◆ WORK INSTRUCTION
In the data below, find the line containing "and find man.", then set down that line and every later line up to and including the line containing "find plain background.", exactly.

◆ RECORDS SUPPLIED
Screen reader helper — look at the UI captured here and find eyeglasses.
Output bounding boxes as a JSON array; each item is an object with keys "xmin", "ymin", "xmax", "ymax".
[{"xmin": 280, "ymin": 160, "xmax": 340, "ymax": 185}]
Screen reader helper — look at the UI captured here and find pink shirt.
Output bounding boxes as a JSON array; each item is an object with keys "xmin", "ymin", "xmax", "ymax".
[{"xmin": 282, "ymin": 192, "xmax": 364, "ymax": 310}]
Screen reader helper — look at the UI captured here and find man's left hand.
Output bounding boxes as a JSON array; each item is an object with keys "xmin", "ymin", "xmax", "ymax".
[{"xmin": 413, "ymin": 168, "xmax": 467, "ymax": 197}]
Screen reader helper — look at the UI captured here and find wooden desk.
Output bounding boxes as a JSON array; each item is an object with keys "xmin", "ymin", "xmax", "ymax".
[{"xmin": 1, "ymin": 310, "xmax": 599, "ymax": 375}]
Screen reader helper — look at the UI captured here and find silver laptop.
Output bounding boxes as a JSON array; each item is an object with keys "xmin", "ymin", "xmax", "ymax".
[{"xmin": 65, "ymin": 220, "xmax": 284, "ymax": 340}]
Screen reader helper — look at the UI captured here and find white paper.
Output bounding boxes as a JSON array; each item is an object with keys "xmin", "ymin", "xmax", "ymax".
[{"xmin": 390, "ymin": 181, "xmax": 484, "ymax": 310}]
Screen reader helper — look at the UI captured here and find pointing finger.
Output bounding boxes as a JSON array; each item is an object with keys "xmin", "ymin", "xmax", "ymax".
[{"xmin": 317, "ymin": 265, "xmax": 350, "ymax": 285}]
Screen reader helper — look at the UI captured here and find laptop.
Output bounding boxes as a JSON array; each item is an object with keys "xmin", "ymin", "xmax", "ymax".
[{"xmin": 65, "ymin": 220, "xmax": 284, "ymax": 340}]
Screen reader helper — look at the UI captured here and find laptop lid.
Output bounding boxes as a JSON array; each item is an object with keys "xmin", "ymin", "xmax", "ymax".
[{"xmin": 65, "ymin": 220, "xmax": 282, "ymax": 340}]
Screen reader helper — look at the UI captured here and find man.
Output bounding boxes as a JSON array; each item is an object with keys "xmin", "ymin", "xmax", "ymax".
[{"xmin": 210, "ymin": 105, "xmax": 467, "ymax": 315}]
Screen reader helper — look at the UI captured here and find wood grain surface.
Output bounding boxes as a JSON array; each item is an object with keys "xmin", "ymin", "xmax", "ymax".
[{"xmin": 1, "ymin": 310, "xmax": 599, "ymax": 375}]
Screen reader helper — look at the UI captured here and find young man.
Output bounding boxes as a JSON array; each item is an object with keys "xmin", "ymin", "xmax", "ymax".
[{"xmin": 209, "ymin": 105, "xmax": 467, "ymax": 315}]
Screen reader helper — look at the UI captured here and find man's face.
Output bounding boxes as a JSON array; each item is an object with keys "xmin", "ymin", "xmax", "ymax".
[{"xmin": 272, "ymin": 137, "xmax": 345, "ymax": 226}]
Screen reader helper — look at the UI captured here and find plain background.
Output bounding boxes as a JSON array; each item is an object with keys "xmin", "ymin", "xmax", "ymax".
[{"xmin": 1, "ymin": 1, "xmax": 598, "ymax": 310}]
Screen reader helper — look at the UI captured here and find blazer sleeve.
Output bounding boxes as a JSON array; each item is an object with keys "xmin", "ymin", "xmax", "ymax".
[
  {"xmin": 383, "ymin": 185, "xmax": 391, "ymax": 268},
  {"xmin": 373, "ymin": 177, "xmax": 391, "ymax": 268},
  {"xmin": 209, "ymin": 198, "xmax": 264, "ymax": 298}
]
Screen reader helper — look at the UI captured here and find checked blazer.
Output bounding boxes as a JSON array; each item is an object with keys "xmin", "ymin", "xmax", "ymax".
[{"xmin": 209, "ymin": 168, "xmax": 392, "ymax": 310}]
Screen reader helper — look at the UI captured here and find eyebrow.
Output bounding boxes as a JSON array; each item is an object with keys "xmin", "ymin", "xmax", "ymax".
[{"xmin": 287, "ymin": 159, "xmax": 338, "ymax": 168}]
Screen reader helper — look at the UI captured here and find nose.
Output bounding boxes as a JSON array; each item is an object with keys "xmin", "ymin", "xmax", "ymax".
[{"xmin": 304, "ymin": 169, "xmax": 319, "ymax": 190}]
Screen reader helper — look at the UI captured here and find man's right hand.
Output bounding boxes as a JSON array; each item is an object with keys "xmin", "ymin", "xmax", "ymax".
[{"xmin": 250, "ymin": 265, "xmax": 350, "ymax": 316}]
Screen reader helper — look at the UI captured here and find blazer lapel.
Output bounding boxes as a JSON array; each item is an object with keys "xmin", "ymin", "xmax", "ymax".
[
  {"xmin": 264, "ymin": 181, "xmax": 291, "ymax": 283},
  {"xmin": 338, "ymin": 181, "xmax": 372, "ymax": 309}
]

--

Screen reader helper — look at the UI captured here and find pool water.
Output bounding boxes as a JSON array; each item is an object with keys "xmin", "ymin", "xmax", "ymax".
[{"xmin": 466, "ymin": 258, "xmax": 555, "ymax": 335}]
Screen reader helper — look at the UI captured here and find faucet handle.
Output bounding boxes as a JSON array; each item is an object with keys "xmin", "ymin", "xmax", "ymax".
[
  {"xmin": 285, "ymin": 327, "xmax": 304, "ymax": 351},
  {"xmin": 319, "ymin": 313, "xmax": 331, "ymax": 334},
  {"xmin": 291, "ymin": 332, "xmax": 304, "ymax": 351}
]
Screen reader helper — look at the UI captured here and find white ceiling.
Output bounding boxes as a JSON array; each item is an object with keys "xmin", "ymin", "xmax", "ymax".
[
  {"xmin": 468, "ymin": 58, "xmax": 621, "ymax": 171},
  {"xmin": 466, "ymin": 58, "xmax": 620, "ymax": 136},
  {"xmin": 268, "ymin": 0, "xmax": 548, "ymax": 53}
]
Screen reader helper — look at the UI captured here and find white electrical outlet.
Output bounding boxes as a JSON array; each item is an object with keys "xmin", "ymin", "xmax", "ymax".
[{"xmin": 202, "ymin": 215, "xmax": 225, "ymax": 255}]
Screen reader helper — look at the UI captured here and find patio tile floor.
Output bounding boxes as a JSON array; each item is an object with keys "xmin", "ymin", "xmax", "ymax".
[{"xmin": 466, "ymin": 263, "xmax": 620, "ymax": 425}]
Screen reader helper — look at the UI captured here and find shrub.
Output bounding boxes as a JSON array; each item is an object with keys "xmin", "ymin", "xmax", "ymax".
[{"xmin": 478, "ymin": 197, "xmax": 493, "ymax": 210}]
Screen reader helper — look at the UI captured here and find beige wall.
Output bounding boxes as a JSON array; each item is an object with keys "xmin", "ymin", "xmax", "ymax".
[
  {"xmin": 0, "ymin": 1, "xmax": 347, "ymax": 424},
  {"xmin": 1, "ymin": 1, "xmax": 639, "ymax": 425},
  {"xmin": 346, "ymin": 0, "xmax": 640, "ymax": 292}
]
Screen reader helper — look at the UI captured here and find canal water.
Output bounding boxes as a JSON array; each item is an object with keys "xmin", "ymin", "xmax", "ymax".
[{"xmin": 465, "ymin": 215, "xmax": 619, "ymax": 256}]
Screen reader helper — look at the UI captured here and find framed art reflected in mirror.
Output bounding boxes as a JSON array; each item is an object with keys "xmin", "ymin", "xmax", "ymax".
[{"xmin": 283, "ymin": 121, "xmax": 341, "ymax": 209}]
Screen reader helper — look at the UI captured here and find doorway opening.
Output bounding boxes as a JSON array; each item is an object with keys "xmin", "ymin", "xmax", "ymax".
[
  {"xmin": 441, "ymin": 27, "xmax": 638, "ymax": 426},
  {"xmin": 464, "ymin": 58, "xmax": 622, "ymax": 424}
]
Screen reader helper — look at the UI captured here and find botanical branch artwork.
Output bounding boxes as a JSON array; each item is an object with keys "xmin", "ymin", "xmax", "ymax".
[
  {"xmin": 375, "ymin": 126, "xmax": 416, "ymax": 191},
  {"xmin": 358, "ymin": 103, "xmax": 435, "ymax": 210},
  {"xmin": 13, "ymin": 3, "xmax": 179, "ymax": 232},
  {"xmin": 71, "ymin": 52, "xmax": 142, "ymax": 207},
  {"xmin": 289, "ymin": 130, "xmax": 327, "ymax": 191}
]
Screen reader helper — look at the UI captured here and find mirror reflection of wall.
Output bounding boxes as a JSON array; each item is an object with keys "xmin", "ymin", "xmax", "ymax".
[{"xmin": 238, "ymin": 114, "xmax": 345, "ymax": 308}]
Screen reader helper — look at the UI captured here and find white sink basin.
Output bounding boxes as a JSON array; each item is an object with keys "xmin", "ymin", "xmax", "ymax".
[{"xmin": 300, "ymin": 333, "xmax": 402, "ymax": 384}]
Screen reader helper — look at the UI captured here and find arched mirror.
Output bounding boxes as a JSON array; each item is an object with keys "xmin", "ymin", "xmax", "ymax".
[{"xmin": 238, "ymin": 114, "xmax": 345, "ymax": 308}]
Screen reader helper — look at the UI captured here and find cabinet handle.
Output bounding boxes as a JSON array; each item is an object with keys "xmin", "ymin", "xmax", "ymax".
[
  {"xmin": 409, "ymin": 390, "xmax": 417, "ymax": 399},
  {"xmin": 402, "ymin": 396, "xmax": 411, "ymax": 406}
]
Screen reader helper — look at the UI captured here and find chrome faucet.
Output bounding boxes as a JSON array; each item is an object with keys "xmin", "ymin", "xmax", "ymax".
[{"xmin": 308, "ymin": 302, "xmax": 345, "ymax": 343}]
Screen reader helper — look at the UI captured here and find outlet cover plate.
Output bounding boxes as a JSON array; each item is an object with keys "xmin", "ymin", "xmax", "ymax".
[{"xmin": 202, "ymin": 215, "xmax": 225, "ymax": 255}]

◆ RESULT OF THIS EXERCISE
Screen reader helper — look at the UI captured here and find man.
Output bounding boxes as a JSON array; each item is an object with keys "xmin", "ymin", "xmax", "ymax".
[{"xmin": 210, "ymin": 105, "xmax": 467, "ymax": 315}]
Screen reader helper — look at the UI captured here and find wood grain surface.
Output bounding boxes as a JSON array; each item is an object with keys "xmin", "ymin", "xmax", "ymax".
[{"xmin": 1, "ymin": 310, "xmax": 599, "ymax": 375}]
Screen reader helper — look at the UI captured here and find young man.
Output bounding boxes as a JSON array; each item is an object with keys "xmin", "ymin", "xmax", "ymax".
[{"xmin": 209, "ymin": 105, "xmax": 467, "ymax": 315}]
Screen reader helper — look at the UI captured here and find man's face.
Output bounding boxes as a JSON array; each item is an object with keys "xmin", "ymin", "xmax", "ymax".
[{"xmin": 272, "ymin": 137, "xmax": 345, "ymax": 226}]
Screen reader helper — look at the UI captured here and find plain background.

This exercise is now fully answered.